Reading text Start Marker
How Iran's Supreme Leader Is Short-Circuiting Diplomacy To Forge Alliances In Arab World

Iran's Supreme leader Ali Khamenei recently sent out a special envoy to ease tensions with wealthy Arab neighbors. He's hoping to end the country's international isolation and dismal economic conditions that contributed to last year's mass protests.

Image of Iran's supreme leader Ayatollah Khamenei smiling, a portrait of himself behind him.

Ayatollah Khamenei on March 21st, 2023, delivering his annual speech in the Imam Reza's (pbuh) shrine, on the first day of 1402 Persian New Year.

Kayhan-London

-Analysis-

Needing to revive its diplomatic options and financial ties with the Middle East, Iran's embattled regime recently sent a senior security official and former defense minister — instead of members of the diplomatic corps — to talk business with regional powers that have been keeping Iran at arm's length.

After a surprise deal in mid-March to restore diplomatic ties with the Saudi monarchy, Ali Shamkhani, secretary of Iran's Supreme National Security Council, traveled to the United Arab Emirates, meeting with officials including the federation's head, Sheikh Muhammad bin Zaid Al Nahyan. His meetings are expected to ease the flow of regional money into Iran's economy, which is practically on pause after years of international sanctions. After Abu Dhabi, Shamkhani went to Baghdad.

Shamkhani was effectively acting as an envoy of Iran's Supreme Leader Ali Khamenei, and supplanting the country's diplomatic apparatus. This wasn't the first time an Iranian foreign minister has been sidelined in crucial international affairs.
Reading text End Marker
Study material Start Marker
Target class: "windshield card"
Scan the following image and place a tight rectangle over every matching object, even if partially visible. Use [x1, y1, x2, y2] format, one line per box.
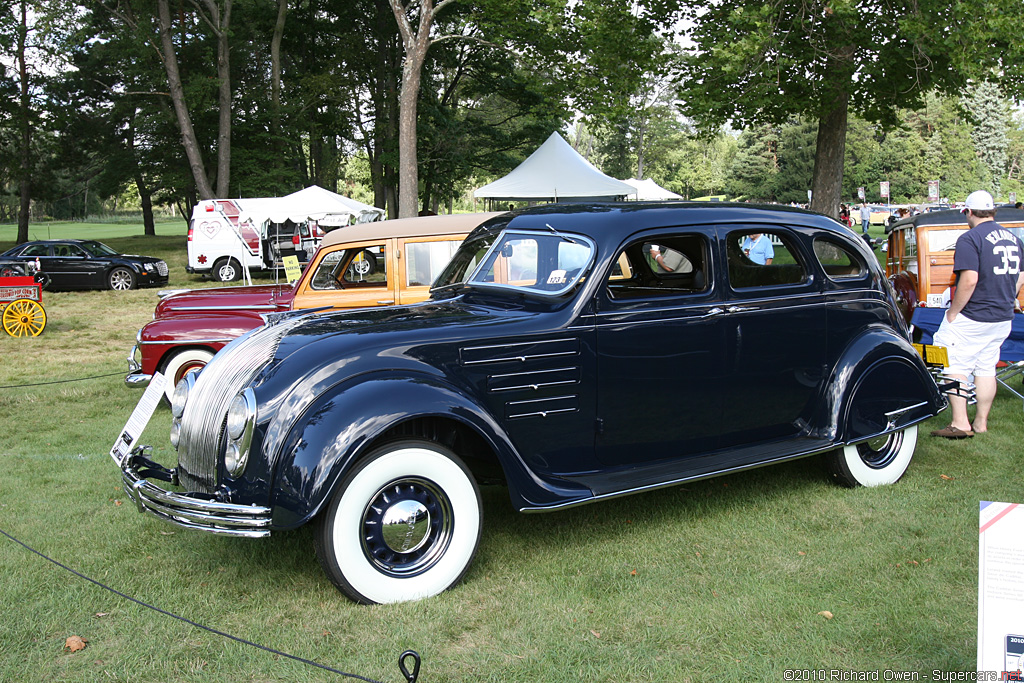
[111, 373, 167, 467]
Study material End Marker
Study material Start Marker
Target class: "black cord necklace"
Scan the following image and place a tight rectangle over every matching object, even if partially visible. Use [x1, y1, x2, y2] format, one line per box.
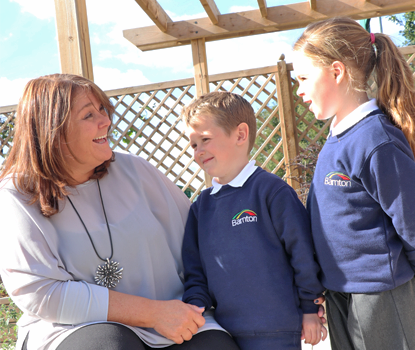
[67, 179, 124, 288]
Study material End Marker
Study material Start Marker
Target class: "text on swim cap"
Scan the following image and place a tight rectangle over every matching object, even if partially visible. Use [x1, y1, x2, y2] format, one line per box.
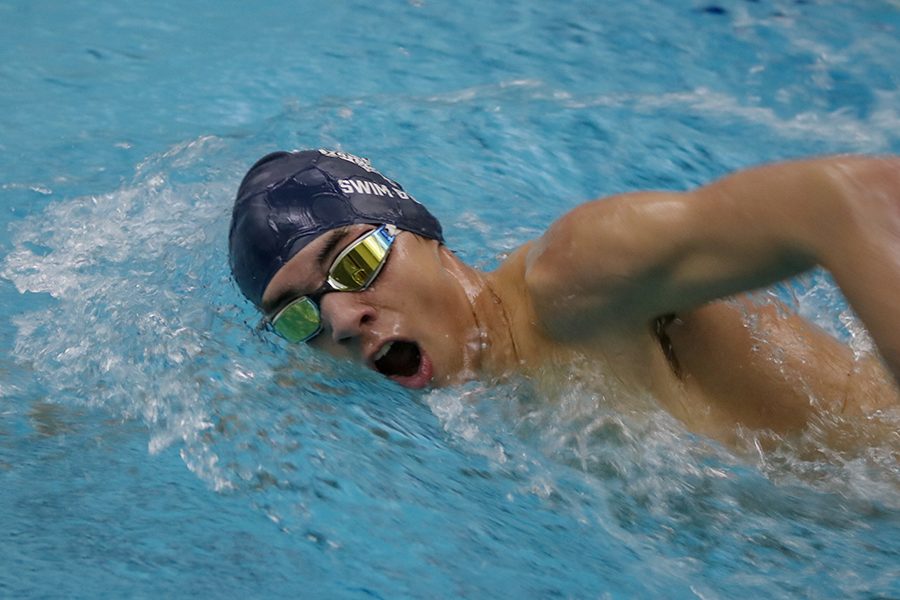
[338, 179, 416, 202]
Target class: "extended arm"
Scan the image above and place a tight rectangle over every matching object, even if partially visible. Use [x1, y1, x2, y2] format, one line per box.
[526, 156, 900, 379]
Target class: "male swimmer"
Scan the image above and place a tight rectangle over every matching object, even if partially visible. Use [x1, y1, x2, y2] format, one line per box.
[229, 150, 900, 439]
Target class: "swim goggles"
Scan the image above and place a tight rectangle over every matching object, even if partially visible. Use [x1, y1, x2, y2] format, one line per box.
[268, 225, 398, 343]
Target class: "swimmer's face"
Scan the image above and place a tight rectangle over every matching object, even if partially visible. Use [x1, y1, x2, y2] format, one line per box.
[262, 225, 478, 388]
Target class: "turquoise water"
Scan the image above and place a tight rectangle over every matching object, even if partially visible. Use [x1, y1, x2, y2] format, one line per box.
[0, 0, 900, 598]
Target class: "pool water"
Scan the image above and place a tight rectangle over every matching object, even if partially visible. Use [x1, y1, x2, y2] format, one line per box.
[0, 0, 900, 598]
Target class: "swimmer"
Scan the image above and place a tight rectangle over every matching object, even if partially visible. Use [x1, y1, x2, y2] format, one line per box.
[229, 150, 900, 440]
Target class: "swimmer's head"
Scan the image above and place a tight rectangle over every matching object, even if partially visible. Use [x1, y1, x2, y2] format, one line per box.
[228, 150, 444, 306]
Study material End Marker
Problem to work on: In the article on Iran's supreme leader and Arab diplomacy, where did Ali Shamkhani travel after Abu Dhabi?

Output for this exercise: Baghdad